[Dataset rows on where objects appear]
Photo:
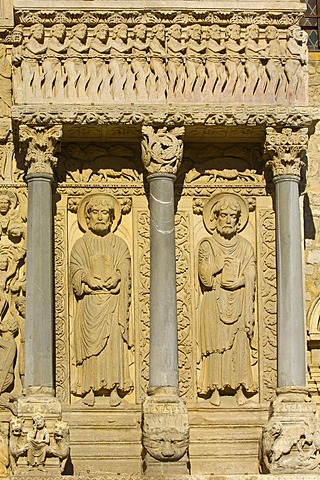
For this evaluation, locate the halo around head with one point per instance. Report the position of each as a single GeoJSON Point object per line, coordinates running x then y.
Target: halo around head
{"type": "Point", "coordinates": [82, 209]}
{"type": "Point", "coordinates": [209, 222]}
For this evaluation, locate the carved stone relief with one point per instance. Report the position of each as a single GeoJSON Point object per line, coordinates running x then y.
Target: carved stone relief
{"type": "Point", "coordinates": [31, 447]}
{"type": "Point", "coordinates": [100, 273]}
{"type": "Point", "coordinates": [227, 273]}
{"type": "Point", "coordinates": [164, 62]}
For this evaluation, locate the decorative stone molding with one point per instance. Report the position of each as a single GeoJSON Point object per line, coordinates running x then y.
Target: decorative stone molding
{"type": "Point", "coordinates": [148, 60]}
{"type": "Point", "coordinates": [165, 431]}
{"type": "Point", "coordinates": [229, 115]}
{"type": "Point", "coordinates": [41, 144]}
{"type": "Point", "coordinates": [286, 149]}
{"type": "Point", "coordinates": [281, 19]}
{"type": "Point", "coordinates": [162, 149]}
{"type": "Point", "coordinates": [291, 438]}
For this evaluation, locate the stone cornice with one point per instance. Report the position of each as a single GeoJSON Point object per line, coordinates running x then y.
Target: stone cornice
{"type": "Point", "coordinates": [149, 16]}
{"type": "Point", "coordinates": [227, 115]}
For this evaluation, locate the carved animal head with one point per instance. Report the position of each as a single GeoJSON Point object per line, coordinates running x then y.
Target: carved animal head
{"type": "Point", "coordinates": [16, 426]}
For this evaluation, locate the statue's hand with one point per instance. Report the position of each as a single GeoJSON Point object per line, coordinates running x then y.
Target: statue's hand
{"type": "Point", "coordinates": [112, 282]}
{"type": "Point", "coordinates": [93, 283]}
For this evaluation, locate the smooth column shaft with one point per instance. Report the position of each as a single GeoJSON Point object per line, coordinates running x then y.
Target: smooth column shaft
{"type": "Point", "coordinates": [163, 321]}
{"type": "Point", "coordinates": [39, 301]}
{"type": "Point", "coordinates": [291, 319]}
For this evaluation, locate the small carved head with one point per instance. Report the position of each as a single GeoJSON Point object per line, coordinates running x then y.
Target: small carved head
{"type": "Point", "coordinates": [165, 436]}
{"type": "Point", "coordinates": [59, 31]}
{"type": "Point", "coordinates": [102, 32]}
{"type": "Point", "coordinates": [175, 31]}
{"type": "Point", "coordinates": [5, 204]}
{"type": "Point", "coordinates": [16, 426]}
{"type": "Point", "coordinates": [159, 31]}
{"type": "Point", "coordinates": [140, 31]}
{"type": "Point", "coordinates": [227, 214]}
{"type": "Point", "coordinates": [100, 215]}
{"type": "Point", "coordinates": [38, 420]}
{"type": "Point", "coordinates": [37, 32]}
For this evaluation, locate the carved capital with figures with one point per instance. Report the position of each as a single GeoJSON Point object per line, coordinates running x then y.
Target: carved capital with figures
{"type": "Point", "coordinates": [40, 145]}
{"type": "Point", "coordinates": [162, 149]}
{"type": "Point", "coordinates": [285, 150]}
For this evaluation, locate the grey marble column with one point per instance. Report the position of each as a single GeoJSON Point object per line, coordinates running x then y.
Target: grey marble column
{"type": "Point", "coordinates": [163, 299]}
{"type": "Point", "coordinates": [40, 145]}
{"type": "Point", "coordinates": [286, 149]}
{"type": "Point", "coordinates": [39, 273]}
{"type": "Point", "coordinates": [291, 318]}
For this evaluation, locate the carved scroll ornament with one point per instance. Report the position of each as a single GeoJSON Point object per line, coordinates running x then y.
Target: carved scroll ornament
{"type": "Point", "coordinates": [286, 149]}
{"type": "Point", "coordinates": [40, 144]}
{"type": "Point", "coordinates": [162, 149]}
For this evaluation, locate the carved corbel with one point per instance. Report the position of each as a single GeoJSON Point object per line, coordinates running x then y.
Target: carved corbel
{"type": "Point", "coordinates": [162, 149]}
{"type": "Point", "coordinates": [165, 431]}
{"type": "Point", "coordinates": [40, 145]}
{"type": "Point", "coordinates": [285, 150]}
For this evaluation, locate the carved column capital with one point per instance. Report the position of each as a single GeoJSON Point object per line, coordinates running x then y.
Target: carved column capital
{"type": "Point", "coordinates": [40, 144]}
{"type": "Point", "coordinates": [162, 149]}
{"type": "Point", "coordinates": [284, 150]}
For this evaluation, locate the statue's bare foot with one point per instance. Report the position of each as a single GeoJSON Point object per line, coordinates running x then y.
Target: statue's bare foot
{"type": "Point", "coordinates": [215, 398]}
{"type": "Point", "coordinates": [115, 400]}
{"type": "Point", "coordinates": [240, 397]}
{"type": "Point", "coordinates": [89, 399]}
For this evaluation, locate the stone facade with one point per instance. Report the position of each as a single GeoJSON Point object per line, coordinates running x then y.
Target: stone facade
{"type": "Point", "coordinates": [156, 162]}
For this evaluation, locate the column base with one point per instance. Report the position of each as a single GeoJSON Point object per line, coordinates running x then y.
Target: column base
{"type": "Point", "coordinates": [291, 438]}
{"type": "Point", "coordinates": [165, 433]}
{"type": "Point", "coordinates": [38, 439]}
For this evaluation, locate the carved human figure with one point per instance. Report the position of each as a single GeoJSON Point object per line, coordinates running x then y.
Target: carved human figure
{"type": "Point", "coordinates": [100, 275]}
{"type": "Point", "coordinates": [53, 70]}
{"type": "Point", "coordinates": [216, 73]}
{"type": "Point", "coordinates": [195, 71]}
{"type": "Point", "coordinates": [227, 276]}
{"type": "Point", "coordinates": [297, 55]}
{"type": "Point", "coordinates": [176, 48]}
{"type": "Point", "coordinates": [74, 64]}
{"type": "Point", "coordinates": [234, 67]}
{"type": "Point", "coordinates": [60, 445]}
{"type": "Point", "coordinates": [38, 440]}
{"type": "Point", "coordinates": [97, 69]}
{"type": "Point", "coordinates": [139, 64]}
{"type": "Point", "coordinates": [17, 39]}
{"type": "Point", "coordinates": [276, 86]}
{"type": "Point", "coordinates": [158, 78]}
{"type": "Point", "coordinates": [18, 444]}
{"type": "Point", "coordinates": [32, 73]}
{"type": "Point", "coordinates": [5, 82]}
{"type": "Point", "coordinates": [256, 81]}
{"type": "Point", "coordinates": [4, 454]}
{"type": "Point", "coordinates": [122, 81]}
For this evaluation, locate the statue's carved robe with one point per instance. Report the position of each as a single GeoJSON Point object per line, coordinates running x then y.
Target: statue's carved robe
{"type": "Point", "coordinates": [101, 327]}
{"type": "Point", "coordinates": [226, 316]}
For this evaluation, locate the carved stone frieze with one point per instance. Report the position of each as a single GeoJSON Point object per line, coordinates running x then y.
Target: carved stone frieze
{"type": "Point", "coordinates": [184, 62]}
{"type": "Point", "coordinates": [252, 116]}
{"type": "Point", "coordinates": [285, 150]}
{"type": "Point", "coordinates": [40, 144]}
{"type": "Point", "coordinates": [70, 18]}
{"type": "Point", "coordinates": [162, 149]}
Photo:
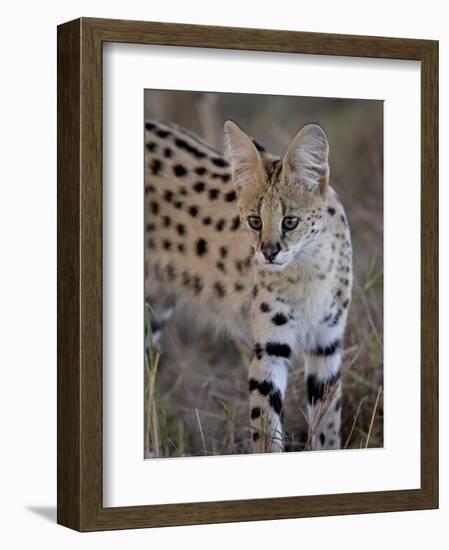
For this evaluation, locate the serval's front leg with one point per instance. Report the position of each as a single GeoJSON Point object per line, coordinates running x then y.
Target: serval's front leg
{"type": "Point", "coordinates": [324, 395]}
{"type": "Point", "coordinates": [268, 369]}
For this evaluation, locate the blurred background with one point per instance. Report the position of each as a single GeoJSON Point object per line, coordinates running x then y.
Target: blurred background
{"type": "Point", "coordinates": [197, 398]}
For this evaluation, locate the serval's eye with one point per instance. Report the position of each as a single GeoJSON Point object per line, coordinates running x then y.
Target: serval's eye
{"type": "Point", "coordinates": [255, 222]}
{"type": "Point", "coordinates": [290, 222]}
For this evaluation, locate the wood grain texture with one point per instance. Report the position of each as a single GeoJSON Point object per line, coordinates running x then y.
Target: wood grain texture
{"type": "Point", "coordinates": [80, 274]}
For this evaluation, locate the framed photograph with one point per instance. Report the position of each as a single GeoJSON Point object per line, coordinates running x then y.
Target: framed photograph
{"type": "Point", "coordinates": [247, 274]}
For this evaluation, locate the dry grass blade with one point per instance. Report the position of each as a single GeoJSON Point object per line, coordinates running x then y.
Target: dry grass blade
{"type": "Point", "coordinates": [354, 422]}
{"type": "Point", "coordinates": [201, 430]}
{"type": "Point", "coordinates": [373, 416]}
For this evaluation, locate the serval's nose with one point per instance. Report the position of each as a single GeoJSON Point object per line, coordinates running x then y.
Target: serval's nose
{"type": "Point", "coordinates": [270, 250]}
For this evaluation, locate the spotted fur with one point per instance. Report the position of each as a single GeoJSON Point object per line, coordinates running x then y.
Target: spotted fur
{"type": "Point", "coordinates": [282, 287]}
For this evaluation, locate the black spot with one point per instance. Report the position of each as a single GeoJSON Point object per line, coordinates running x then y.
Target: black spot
{"type": "Point", "coordinates": [327, 318]}
{"type": "Point", "coordinates": [330, 349]}
{"type": "Point", "coordinates": [219, 161]}
{"type": "Point", "coordinates": [151, 146]}
{"type": "Point", "coordinates": [231, 196]}
{"type": "Point", "coordinates": [201, 247]}
{"type": "Point", "coordinates": [223, 177]}
{"type": "Point", "coordinates": [220, 289]}
{"type": "Point", "coordinates": [279, 319]}
{"type": "Point", "coordinates": [168, 195]}
{"type": "Point", "coordinates": [155, 166]}
{"type": "Point", "coordinates": [265, 387]}
{"type": "Point", "coordinates": [186, 278]}
{"type": "Point", "coordinates": [278, 349]}
{"type": "Point", "coordinates": [258, 350]}
{"type": "Point", "coordinates": [179, 170]}
{"type": "Point", "coordinates": [235, 223]}
{"type": "Point", "coordinates": [253, 383]}
{"type": "Point", "coordinates": [163, 133]}
{"type": "Point", "coordinates": [197, 284]}
{"type": "Point", "coordinates": [189, 148]}
{"type": "Point", "coordinates": [335, 319]}
{"type": "Point", "coordinates": [276, 402]}
{"type": "Point", "coordinates": [220, 225]}
{"type": "Point", "coordinates": [199, 186]}
{"type": "Point", "coordinates": [243, 265]}
{"type": "Point", "coordinates": [213, 194]}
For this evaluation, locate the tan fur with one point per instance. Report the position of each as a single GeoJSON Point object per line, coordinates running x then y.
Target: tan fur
{"type": "Point", "coordinates": [197, 250]}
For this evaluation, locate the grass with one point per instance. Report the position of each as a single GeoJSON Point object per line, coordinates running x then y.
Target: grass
{"type": "Point", "coordinates": [196, 390]}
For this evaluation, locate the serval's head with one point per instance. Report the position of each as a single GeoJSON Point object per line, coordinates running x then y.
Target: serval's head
{"type": "Point", "coordinates": [282, 202]}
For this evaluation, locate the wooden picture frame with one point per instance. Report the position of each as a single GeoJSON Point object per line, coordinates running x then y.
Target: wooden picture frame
{"type": "Point", "coordinates": [80, 351]}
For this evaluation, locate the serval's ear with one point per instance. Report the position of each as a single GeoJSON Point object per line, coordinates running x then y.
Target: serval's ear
{"type": "Point", "coordinates": [246, 164]}
{"type": "Point", "coordinates": [307, 158]}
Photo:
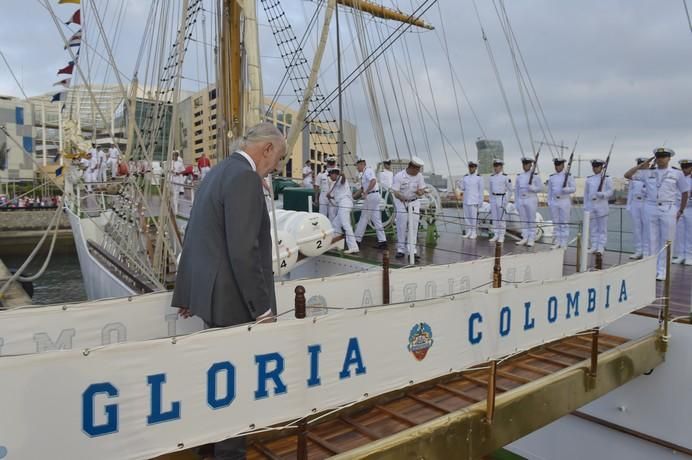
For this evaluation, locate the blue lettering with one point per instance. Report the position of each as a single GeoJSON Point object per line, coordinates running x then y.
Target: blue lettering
{"type": "Point", "coordinates": [572, 302]}
{"type": "Point", "coordinates": [111, 410]}
{"type": "Point", "coordinates": [552, 309]}
{"type": "Point", "coordinates": [213, 399]}
{"type": "Point", "coordinates": [623, 292]}
{"type": "Point", "coordinates": [475, 338]}
{"type": "Point", "coordinates": [314, 352]}
{"type": "Point", "coordinates": [529, 323]}
{"type": "Point", "coordinates": [156, 382]}
{"type": "Point", "coordinates": [592, 300]}
{"type": "Point", "coordinates": [275, 374]}
{"type": "Point", "coordinates": [505, 321]}
{"type": "Point", "coordinates": [353, 356]}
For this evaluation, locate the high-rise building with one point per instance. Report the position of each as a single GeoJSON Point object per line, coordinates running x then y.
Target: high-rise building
{"type": "Point", "coordinates": [488, 150]}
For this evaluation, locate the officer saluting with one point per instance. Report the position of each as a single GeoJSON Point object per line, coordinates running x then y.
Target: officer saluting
{"type": "Point", "coordinates": [560, 186]}
{"type": "Point", "coordinates": [596, 202]}
{"type": "Point", "coordinates": [635, 206]}
{"type": "Point", "coordinates": [471, 186]}
{"type": "Point", "coordinates": [500, 193]}
{"type": "Point", "coordinates": [663, 183]}
{"type": "Point", "coordinates": [527, 188]}
{"type": "Point", "coordinates": [683, 232]}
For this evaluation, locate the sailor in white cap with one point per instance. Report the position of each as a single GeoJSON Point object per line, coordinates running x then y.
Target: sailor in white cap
{"type": "Point", "coordinates": [340, 195]}
{"type": "Point", "coordinates": [635, 206]}
{"type": "Point", "coordinates": [408, 185]}
{"type": "Point", "coordinates": [663, 183]}
{"type": "Point", "coordinates": [596, 198]}
{"type": "Point", "coordinates": [386, 176]}
{"type": "Point", "coordinates": [683, 232]}
{"type": "Point", "coordinates": [560, 186]}
{"type": "Point", "coordinates": [471, 186]}
{"type": "Point", "coordinates": [322, 186]}
{"type": "Point", "coordinates": [529, 184]}
{"type": "Point", "coordinates": [500, 193]}
{"type": "Point", "coordinates": [371, 205]}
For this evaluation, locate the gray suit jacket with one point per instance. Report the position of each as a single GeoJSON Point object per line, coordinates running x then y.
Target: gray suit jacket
{"type": "Point", "coordinates": [225, 271]}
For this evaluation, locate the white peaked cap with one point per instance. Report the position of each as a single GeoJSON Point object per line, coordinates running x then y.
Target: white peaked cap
{"type": "Point", "coordinates": [417, 161]}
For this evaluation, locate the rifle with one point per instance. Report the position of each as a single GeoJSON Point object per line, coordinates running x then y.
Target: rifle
{"type": "Point", "coordinates": [605, 168]}
{"type": "Point", "coordinates": [569, 163]}
{"type": "Point", "coordinates": [535, 164]}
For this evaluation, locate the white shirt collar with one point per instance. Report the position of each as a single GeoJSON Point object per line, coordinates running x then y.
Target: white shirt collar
{"type": "Point", "coordinates": [249, 159]}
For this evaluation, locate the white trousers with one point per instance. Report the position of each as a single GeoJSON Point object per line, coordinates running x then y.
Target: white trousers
{"type": "Point", "coordinates": [325, 207]}
{"type": "Point", "coordinates": [683, 236]}
{"type": "Point", "coordinates": [470, 219]}
{"type": "Point", "coordinates": [342, 222]}
{"type": "Point", "coordinates": [640, 228]}
{"type": "Point", "coordinates": [402, 224]}
{"type": "Point", "coordinates": [661, 221]}
{"type": "Point", "coordinates": [371, 213]}
{"type": "Point", "coordinates": [527, 216]}
{"type": "Point", "coordinates": [598, 227]}
{"type": "Point", "coordinates": [497, 214]}
{"type": "Point", "coordinates": [560, 214]}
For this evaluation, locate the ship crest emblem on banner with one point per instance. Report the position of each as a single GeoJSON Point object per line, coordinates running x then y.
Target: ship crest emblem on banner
{"type": "Point", "coordinates": [420, 340]}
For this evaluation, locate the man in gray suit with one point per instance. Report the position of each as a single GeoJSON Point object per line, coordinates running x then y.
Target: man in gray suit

WHAT TO DO
Exactly and exclusively, repeat the lines from the line that contains "For this evaluation, locate the rifle" through the end of the records, both ends included.

TASK SOLUTION
For this evaluation, locate the rifle with one point per instance. Report the position of each as a single GeoJSON Point object per line, coordinates running x then y.
Target: rifle
{"type": "Point", "coordinates": [605, 168]}
{"type": "Point", "coordinates": [569, 163]}
{"type": "Point", "coordinates": [535, 164]}
For this evaluation, locate the white shirt collar with one point per instance. Report the position of each as a single GeoJSON Point object per line, coordinates running x then y.
Target: white shirt collar
{"type": "Point", "coordinates": [249, 159]}
For this evaluation, locate the white trousers with one point per instance. Report the position of each as a single GeoJSON Point object per line, coordinates running x then y.
Target: white trousers
{"type": "Point", "coordinates": [325, 207]}
{"type": "Point", "coordinates": [683, 236]}
{"type": "Point", "coordinates": [470, 219]}
{"type": "Point", "coordinates": [342, 222]}
{"type": "Point", "coordinates": [640, 228]}
{"type": "Point", "coordinates": [402, 224]}
{"type": "Point", "coordinates": [661, 221]}
{"type": "Point", "coordinates": [371, 213]}
{"type": "Point", "coordinates": [527, 216]}
{"type": "Point", "coordinates": [598, 227]}
{"type": "Point", "coordinates": [497, 214]}
{"type": "Point", "coordinates": [560, 214]}
For this evaluation, locate the ship crest emblem on banner with one point per instance. Report the position of each as a single GeoJSON Point object per line, coordinates running x then y.
Target: ship crest emblem on banner
{"type": "Point", "coordinates": [420, 340]}
For this evaluation, locate the man in gray suit with one point per instance. Report the position of each as a single GeoJSON Point object per line, coordinates running x then y.
Target: man in gray suit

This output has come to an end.